Sermons and Talks
Volume One
By Ellen G. White
 
 
The Christian Life
 
 

 Sermon by Mrs. E. G. White in the Tabernacle, April 14, 1901  (General Conference session, Battle Creek, Michigan.)
 

"Lay not up for yourselves treasures upon earth, where moth and rust doth corrupt, and where thieves break through and steal. But lay up for yourselves treasures in heaven, where neither moth nor rust doth corrupt, and where thieves do not break through nor steal. For where your treasure is, there will your heart be also.
 

"The light of the body is the eye: if therefore thine eye be single, thy whole body shall be full of light. But if thine eye be evil, thy whole body shall be full of darkness, If therefore the light that is in thee be darkness, how great is that darkness" (Matt. 6:19-23).
 

Christ is the light of the world. In all that we do, let us walk in this light. In the Word of God our work is laid out before us. Let us not think that the Lord has given us talents to use in whatever way we please. Our talents are given us to hold in trust for Him. Our money is His. In its use we are to remember that Christ gave His precious life that we might have a probation in which to make a suitable preparation for the future life. "Ye are not your own; for ye are bought with a price: therefore glorify God in your body, and in your spirit, which are God's" (1 Cor. 6:19-20).

▸ **Recorded data**
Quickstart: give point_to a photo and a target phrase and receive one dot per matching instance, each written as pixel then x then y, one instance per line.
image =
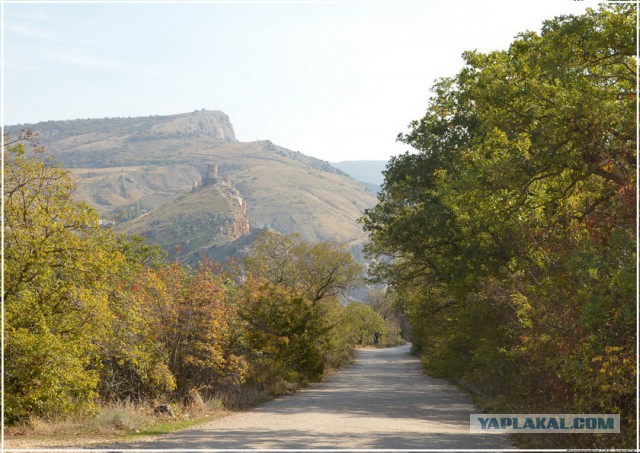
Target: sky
pixel 337 80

▸ **To-do list**
1. For each statement below, state whether it agrees with the sermon excerpt. Answer yes or no, and quote the deciding words of the sermon excerpt. (a) The sermon was given in the Tabernacle on April 14, 1901. (b) The sermon excerpt says our talents are ours to use as we please. (c) The passage quoted from Matthew says treasures in heaven are safe from moth and rust.
2. Reproduce the portion of the sermon excerpt between "Sermons and Talks" and "heart be also.", inclusive.

▸ **Exercise responses**
1.
(a) Yes: "Sermon by Mrs. E. G. White in the Tabernacle, April 14, 1901"
(b) No: "Our talents are given us to hold in trust for Him."
(c) Yes: "lay up for yourselves treasures in heaven, where neither moth nor rust doth corrupt"

2.
Sermons and Talks
Volume One
By Ellen G. White
 
 
The Christian Life
 
 

 Sermon by Mrs. E. G. White in the Tabernacle, April 14, 1901  (General Conference session, Battle Creek, Michigan.)
 

"Lay not up for yourselves treasures upon earth, where moth and rust doth corrupt, and where thieves break through and steal. But lay up for yourselves treasures in heaven, where neither moth nor rust doth corrupt, and where thieves do not break through nor steal. For where your treasure is, there will your heart be also.